Stated task: Please transcribe the records below without changes, beginning at the line that contains "Pinpoint the bird in flight in this photo." and stopping after the line that contains "[521,225,688,291]".

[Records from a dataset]
____
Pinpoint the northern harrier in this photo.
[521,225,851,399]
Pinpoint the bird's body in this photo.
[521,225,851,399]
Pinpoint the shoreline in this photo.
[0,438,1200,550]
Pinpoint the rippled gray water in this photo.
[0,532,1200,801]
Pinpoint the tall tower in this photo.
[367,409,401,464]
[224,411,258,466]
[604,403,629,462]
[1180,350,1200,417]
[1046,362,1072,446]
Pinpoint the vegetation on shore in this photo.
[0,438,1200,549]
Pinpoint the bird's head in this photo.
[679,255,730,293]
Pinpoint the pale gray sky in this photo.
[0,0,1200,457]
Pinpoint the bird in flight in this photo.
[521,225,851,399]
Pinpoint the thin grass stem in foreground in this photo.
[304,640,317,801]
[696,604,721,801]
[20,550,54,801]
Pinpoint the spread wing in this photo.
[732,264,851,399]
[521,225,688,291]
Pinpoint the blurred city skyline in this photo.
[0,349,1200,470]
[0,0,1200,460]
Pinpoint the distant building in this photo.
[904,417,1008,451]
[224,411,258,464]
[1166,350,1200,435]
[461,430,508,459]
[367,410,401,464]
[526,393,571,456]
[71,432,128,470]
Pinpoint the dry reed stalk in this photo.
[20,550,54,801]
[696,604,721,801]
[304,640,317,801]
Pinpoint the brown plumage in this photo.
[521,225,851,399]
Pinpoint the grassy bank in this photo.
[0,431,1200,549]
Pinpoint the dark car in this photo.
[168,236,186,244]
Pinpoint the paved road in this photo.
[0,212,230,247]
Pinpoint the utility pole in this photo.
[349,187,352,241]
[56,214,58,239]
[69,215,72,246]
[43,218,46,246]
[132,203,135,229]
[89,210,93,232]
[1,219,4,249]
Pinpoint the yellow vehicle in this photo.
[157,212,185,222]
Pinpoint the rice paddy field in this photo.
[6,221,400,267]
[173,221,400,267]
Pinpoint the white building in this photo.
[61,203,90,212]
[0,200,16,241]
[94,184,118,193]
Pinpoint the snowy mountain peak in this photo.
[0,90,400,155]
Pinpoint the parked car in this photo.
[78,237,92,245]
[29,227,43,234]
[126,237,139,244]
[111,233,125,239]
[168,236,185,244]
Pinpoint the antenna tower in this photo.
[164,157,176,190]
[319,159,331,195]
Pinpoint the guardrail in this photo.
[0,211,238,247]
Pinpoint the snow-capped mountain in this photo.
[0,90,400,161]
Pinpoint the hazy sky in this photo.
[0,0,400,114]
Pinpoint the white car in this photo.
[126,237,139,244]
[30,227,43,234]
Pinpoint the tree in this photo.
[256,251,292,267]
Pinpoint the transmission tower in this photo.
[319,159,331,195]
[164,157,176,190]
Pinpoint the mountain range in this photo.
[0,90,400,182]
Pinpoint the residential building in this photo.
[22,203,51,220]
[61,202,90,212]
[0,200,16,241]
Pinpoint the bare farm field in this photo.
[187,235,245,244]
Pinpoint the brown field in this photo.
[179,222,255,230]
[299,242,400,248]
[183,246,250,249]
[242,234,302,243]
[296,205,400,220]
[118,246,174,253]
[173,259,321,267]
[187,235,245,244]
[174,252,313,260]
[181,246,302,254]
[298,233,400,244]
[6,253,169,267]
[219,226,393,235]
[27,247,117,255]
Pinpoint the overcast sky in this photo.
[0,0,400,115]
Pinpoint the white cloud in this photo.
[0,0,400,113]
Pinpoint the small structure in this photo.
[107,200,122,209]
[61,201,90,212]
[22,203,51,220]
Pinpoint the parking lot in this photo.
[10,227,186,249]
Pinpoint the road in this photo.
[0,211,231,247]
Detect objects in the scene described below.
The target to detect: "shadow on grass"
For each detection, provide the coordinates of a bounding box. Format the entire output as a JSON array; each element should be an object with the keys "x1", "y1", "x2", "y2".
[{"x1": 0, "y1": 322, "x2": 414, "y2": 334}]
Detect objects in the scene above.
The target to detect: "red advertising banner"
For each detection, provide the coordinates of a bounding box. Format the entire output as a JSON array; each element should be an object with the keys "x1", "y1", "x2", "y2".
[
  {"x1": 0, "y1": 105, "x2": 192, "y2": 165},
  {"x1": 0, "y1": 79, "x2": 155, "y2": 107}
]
____
Solution for this exercise:
Pinpoint the bird in flight in this photo.
[521,225,851,399]
Pinpoint the thin grass stem in foreground in this photo.
[304,640,317,801]
[696,604,721,801]
[20,550,54,801]
Pinpoint the spread wing in this photo.
[732,264,851,399]
[521,225,688,291]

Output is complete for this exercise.